▶ [YANG PERLU DIKERJAKAN]:
1. Dalam kutipan teks tentang QRIS dan GPN, peraturan Bank Indonesia mana yang mewajibkan penggunaan QRIS untuk seluruh transaksi berbasis kode QR di dalam negeri?
2. Tuliskan lanjutan kutipan teks tentang sorotan AS terhadap QRIS dan GPN, dimulai setelah kalimat terakhirnya.

Sorotan terhadap QRIS dan GPN muncul dalam National Trade Estimate Report on Foreign Trade Barriers 2025 yang dirilis akhir Maret lalu, hanya beberapa hari sebelum Presiden AS Donald Trump mengumumkan kebijakan tarif resiprokal terhadap Indonesia. Dalam laporan tersebut, Kantor Perwakilan Dagang AS (USTR) menilai sejumlah regulasi dari Bank Indonesia sebagai hambatan perdagangan.

Salah satu yang menjadi perhatian adalah Peraturan BI No. 21/2019 yang mewajibkan penggunaan QRIS untuk seluruh transaksi berbasis kode QR di dalam negeri.

USTR menyebut perusahaan-perusahaan asal AS, terutama penyedia layanan pembayaran dan institusi keuangan, mengeluhkan kurangnya pelibatan dalam proses perumusan kebijakan tersebut.

Tak hanya itu, AS juga menyoroti kebijakan Bank Indonesia pada Mei 2023 yang mewajibkan transaksi kartu kredit pemerintah diproses melalui GPN, serta penerbitan kartu kredit khusus untuk lembaga pemerintah daerah. Kebijakan ini dinilai dapat membatasi akses perusahaan pembayaran asal AS terhadap pasar pembayaran elektronik di Indonesia.

▶ [DATA YANG DIBERIKAN]:
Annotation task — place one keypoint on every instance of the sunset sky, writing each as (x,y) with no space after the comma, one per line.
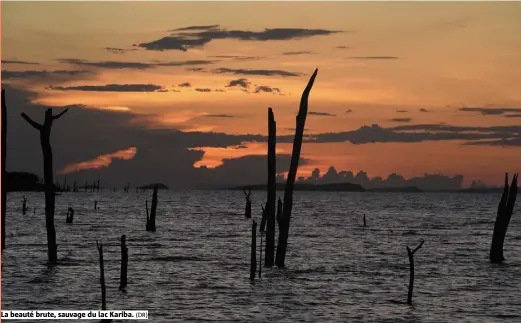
(403,87)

▶ [JAWABAN LATIHAN]:
1. Peraturan BI No. 21/2019.

2.
Menanggapi isu tersebut, Menteri Koordinator Bidang Perekonomian Airlangga Hartarto menyatakan bahwa pemerintah telah menyiapkan sejumlah langkah antisipatif, termasuk koordinasi dengan Otoritas Jasa Keuangan (OJK) dan Bank Indonesia. Namun, ia belum merinci lebih lanjut bentuk respons konkret terhadap keberatan pihak AS.

“Kami sudah melakukan koordinasi, terutama dalam hal sistem pembayaran yang menjadi perhatian Amerika,” ujarnya dalam konferensi pers pada Jumat (18/4/2025).

Sementara itu, Bank Indonesia terus memperluas jangkauan QRIS ke berbagai negara mitra seperti Tiongkok, Jepang, dan Arab Saudi, sebagai bagian dari strategi internasionalisasi sistem pembayaran berbasis QR dan penggunaan mata uang lokal di lintas negara.

Langkah-langkah tersebut diharapkan mampu menjawab kekhawatiran mitra dagang sekaligus memperkuat posisi Indonesia di tengah dinamika global terkait digitalisasi sistem keuangan.